Work to be completed | All of the data below is to be copied again without changes.

Stored data entries
____________________

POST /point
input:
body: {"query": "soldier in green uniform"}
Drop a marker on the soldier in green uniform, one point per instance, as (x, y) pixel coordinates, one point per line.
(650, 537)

____________________

Task output |
POST /point
input:
body: {"query": "soldier in green uniform"}
Drop a marker on the soldier in green uniform, one point per instance, as (x, y) pixel coordinates, one point per line.
(650, 537)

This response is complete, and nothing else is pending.